**SUPPLIED DATA:**
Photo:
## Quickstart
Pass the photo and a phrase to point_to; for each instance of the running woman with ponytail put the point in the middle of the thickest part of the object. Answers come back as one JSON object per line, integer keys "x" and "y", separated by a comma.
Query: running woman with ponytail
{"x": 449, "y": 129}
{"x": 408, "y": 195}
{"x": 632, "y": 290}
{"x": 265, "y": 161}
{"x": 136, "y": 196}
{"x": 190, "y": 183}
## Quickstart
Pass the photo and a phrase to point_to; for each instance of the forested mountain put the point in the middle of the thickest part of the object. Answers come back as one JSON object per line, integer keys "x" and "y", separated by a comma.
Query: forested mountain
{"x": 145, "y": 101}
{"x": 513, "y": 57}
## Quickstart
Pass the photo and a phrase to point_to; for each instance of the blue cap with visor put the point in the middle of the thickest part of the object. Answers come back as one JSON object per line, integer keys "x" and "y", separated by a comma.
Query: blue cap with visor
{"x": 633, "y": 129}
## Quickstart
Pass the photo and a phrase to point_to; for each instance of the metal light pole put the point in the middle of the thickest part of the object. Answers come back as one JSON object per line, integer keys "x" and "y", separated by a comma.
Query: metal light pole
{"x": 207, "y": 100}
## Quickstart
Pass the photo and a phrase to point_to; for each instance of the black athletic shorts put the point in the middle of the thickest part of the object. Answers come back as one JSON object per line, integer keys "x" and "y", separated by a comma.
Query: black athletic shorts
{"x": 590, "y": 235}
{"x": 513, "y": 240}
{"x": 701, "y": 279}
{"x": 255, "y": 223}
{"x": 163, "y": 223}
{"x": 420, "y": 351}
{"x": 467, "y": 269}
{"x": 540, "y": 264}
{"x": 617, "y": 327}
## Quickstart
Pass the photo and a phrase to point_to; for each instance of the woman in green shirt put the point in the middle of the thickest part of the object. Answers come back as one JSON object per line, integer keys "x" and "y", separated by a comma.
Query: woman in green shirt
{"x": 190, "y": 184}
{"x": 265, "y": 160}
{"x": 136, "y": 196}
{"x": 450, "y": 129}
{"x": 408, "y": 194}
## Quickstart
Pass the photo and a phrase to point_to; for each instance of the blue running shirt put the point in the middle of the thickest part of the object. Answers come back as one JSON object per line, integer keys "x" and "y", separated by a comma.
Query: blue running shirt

**GOAL:** Find each line in the material that contains the string "light", matching case exactly, and copy those lines.

**THE COMPLETED TASK:**
Pass the photo and a phrase to point_to; for each instance of the metal light pole put the point in the middle of the thickest part of the object. Answers come back as one JSON object per line, integer keys "x" and "y", separated by a comma.
Query: metal light pole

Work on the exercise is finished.